**Records for the task**
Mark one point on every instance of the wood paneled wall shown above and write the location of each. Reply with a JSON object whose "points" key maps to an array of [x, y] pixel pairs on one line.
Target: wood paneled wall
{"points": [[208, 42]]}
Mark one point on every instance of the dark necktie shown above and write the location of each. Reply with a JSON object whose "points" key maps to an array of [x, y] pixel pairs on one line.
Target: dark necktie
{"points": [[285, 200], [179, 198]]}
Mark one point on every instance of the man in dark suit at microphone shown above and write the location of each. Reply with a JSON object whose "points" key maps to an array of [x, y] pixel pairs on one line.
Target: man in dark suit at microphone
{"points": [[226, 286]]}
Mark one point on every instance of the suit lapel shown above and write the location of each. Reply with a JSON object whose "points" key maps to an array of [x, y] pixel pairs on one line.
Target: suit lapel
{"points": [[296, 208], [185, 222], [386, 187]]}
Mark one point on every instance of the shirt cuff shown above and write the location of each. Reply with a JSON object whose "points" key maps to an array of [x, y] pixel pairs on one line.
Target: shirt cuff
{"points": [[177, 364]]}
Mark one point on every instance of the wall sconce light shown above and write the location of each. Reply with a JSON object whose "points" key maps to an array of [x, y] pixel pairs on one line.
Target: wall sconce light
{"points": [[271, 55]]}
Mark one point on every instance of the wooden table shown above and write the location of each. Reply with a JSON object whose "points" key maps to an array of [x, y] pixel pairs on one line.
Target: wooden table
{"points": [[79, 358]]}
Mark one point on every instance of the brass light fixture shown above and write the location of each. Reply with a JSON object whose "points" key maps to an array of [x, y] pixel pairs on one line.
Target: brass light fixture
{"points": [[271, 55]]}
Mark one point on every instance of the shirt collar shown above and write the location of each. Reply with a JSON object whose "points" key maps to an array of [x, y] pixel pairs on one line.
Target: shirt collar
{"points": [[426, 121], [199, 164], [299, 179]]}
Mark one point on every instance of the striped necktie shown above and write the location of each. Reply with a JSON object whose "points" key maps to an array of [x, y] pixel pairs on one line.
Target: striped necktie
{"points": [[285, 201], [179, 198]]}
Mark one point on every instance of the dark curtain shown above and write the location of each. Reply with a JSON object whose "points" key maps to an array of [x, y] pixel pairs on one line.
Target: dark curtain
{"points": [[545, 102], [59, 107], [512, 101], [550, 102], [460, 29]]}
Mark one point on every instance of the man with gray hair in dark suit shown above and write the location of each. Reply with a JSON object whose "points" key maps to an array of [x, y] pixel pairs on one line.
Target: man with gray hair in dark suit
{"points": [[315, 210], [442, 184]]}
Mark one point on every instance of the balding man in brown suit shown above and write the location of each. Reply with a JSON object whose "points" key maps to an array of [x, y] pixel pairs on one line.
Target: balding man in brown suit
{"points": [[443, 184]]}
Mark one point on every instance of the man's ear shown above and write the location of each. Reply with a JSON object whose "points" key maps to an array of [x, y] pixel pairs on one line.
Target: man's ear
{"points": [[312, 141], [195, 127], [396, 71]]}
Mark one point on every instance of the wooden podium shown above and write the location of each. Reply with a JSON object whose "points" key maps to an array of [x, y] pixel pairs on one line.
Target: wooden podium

**Work item**
Every line with the string "podium" in the material should be returned.

**Exercise solution**
Mark one point on every instance of the wooden podium shown above and write the location of each. Reply with a JSON object whose "points" key maps to an array of [x, y] pixel pairs on one line.
Target: wooden podium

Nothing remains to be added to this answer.